━━━ TASK MATERIAL

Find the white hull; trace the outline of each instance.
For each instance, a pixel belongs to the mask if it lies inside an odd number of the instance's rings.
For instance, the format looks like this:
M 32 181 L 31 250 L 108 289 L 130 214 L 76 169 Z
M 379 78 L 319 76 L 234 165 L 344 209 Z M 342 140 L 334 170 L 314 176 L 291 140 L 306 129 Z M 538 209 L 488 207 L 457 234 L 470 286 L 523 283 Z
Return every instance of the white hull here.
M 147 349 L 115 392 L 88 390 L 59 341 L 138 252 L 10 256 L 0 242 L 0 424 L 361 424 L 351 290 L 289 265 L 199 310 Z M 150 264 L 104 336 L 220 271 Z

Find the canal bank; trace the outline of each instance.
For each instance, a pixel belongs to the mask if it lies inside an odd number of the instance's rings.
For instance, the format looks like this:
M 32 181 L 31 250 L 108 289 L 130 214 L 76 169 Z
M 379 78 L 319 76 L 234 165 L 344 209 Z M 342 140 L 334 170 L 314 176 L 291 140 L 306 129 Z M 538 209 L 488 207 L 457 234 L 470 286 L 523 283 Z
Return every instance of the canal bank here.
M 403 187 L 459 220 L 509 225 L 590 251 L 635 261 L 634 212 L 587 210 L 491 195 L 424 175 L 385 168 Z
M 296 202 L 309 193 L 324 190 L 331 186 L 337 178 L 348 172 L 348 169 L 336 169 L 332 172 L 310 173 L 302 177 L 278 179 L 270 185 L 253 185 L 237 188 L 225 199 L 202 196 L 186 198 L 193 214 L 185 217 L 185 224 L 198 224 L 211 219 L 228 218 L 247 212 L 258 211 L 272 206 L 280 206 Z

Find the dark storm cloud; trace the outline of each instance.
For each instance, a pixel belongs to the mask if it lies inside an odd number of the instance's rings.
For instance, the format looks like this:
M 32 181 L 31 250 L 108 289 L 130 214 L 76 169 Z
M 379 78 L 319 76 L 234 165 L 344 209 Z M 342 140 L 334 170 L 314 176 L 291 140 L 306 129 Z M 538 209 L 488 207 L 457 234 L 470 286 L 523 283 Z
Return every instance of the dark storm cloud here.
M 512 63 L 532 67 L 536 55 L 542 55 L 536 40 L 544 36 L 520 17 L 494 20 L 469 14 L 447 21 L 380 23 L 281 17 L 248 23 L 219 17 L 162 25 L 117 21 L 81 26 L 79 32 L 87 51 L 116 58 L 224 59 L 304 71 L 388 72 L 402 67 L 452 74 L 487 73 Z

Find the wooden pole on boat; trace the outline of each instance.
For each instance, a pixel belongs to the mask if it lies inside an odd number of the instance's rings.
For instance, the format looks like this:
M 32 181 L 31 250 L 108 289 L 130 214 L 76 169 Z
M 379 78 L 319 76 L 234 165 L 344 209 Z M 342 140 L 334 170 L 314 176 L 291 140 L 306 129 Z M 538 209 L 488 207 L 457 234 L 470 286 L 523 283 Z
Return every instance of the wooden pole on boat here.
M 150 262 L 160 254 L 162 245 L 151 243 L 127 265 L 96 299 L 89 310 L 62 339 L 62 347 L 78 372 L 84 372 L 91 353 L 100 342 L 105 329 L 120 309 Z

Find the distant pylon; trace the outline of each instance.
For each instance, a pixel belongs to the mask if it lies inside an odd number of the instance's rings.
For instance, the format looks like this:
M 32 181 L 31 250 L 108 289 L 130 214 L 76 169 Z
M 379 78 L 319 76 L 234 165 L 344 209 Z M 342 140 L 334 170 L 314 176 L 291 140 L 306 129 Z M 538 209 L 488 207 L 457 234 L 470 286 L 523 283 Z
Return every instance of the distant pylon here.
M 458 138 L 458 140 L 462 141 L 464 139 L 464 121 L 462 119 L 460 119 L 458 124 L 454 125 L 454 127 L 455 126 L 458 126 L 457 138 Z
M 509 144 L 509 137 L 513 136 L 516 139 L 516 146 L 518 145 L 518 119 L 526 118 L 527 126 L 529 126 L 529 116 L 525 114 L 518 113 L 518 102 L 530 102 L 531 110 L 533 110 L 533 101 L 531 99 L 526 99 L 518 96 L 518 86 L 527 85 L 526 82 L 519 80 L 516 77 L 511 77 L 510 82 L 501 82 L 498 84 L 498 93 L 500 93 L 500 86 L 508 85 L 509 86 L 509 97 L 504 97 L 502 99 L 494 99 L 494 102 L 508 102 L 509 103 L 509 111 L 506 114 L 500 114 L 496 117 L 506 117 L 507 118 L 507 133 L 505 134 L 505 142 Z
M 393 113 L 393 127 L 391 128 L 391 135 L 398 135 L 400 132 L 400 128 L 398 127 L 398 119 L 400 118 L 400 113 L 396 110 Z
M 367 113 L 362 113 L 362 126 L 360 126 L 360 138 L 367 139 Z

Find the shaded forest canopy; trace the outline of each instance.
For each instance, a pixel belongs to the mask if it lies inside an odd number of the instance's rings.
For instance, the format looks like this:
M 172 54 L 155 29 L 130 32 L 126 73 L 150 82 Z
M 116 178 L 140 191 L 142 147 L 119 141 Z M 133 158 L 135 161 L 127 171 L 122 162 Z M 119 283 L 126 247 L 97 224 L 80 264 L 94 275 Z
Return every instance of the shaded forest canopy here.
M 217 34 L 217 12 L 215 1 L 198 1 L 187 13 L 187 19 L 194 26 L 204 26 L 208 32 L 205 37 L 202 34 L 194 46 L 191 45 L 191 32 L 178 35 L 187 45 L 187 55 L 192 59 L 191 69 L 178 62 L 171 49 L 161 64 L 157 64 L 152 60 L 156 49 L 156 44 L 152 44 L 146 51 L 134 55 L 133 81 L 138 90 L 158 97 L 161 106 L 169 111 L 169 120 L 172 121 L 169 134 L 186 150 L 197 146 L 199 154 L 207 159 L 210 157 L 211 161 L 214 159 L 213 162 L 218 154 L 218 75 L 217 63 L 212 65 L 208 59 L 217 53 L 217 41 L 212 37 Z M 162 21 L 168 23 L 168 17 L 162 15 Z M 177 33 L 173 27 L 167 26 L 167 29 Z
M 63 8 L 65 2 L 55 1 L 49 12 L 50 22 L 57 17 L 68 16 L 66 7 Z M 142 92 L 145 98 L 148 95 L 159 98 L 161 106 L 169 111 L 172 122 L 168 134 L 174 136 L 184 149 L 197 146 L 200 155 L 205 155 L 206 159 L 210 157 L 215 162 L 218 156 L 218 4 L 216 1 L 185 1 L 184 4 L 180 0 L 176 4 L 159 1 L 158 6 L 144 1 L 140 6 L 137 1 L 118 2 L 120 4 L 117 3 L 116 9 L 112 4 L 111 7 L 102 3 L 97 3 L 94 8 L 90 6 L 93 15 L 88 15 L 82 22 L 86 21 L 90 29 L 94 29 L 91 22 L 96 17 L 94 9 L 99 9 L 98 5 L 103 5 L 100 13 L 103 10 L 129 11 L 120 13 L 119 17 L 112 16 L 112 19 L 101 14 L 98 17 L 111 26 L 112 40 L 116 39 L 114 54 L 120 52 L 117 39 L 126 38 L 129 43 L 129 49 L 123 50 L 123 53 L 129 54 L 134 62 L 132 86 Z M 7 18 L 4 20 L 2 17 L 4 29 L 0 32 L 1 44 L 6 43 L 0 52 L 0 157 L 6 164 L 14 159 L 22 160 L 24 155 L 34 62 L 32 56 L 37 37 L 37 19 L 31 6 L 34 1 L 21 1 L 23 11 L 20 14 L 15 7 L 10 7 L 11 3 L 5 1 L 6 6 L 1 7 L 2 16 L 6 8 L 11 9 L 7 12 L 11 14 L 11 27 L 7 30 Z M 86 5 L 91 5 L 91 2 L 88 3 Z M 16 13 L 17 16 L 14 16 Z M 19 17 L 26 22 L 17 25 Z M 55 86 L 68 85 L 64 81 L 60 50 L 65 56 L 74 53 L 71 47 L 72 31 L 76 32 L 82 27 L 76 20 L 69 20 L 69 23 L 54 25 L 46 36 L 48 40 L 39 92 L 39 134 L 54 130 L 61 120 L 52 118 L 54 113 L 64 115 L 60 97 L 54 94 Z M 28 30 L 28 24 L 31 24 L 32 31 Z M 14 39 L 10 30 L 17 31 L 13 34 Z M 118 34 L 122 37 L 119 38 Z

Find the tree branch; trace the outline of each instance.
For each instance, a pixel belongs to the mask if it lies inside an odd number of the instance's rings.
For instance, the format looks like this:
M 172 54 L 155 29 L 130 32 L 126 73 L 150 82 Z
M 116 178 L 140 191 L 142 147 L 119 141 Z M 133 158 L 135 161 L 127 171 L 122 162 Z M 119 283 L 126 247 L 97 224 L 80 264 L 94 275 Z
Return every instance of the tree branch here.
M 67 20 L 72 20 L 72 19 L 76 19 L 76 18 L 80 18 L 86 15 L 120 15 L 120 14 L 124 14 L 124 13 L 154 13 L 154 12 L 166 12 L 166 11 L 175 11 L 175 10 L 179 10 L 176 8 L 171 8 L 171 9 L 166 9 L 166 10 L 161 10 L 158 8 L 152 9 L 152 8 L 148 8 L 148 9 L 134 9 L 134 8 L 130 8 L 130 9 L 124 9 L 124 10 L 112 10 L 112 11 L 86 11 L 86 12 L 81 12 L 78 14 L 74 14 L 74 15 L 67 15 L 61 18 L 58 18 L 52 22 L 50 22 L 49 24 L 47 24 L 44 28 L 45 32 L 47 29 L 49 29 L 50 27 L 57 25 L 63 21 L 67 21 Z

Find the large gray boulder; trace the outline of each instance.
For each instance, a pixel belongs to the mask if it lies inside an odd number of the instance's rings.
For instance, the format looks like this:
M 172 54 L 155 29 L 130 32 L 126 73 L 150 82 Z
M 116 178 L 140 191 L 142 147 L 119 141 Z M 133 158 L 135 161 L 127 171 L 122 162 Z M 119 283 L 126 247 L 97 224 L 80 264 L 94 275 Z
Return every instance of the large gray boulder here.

━━━━━━

◆ WHAT THE EXERCISE ASKS
Filter the records above for "large" and copy every matching line.

◆ RESULT OF THIS TASK
Find the large gray boulder; trace the outline of each instance.
Return every instance of the large gray boulder here.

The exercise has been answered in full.